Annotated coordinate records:
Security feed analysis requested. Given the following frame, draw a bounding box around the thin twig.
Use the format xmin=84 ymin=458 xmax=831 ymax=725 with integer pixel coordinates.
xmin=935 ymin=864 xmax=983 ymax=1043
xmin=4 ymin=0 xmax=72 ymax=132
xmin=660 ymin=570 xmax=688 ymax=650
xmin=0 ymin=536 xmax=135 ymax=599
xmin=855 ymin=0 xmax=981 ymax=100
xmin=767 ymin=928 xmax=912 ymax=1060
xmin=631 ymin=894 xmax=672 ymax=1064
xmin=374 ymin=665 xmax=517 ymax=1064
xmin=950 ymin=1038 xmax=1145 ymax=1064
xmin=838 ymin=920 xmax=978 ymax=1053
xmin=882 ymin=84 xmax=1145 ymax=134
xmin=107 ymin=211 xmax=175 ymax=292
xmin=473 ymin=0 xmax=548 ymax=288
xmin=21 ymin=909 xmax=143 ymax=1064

Exercise description:
In the rows above, rename "thin twig" to "dry branch" and leave everything else unchanged.

Correct answer:
Security feed analysis requested. Given the following frame, draw a bounding box around the dry branch.
Use the format xmin=84 ymin=458 xmax=831 ymax=725 with integer pixel coordinates.
xmin=935 ymin=864 xmax=983 ymax=1043
xmin=4 ymin=0 xmax=72 ymax=132
xmin=660 ymin=570 xmax=688 ymax=650
xmin=0 ymin=536 xmax=135 ymax=599
xmin=855 ymin=0 xmax=981 ymax=100
xmin=767 ymin=928 xmax=912 ymax=1060
xmin=631 ymin=894 xmax=672 ymax=1064
xmin=374 ymin=665 xmax=517 ymax=1064
xmin=950 ymin=1038 xmax=1145 ymax=1064
xmin=838 ymin=920 xmax=978 ymax=1053
xmin=882 ymin=84 xmax=1145 ymax=134
xmin=107 ymin=211 xmax=175 ymax=292
xmin=473 ymin=0 xmax=548 ymax=288
xmin=21 ymin=909 xmax=143 ymax=1064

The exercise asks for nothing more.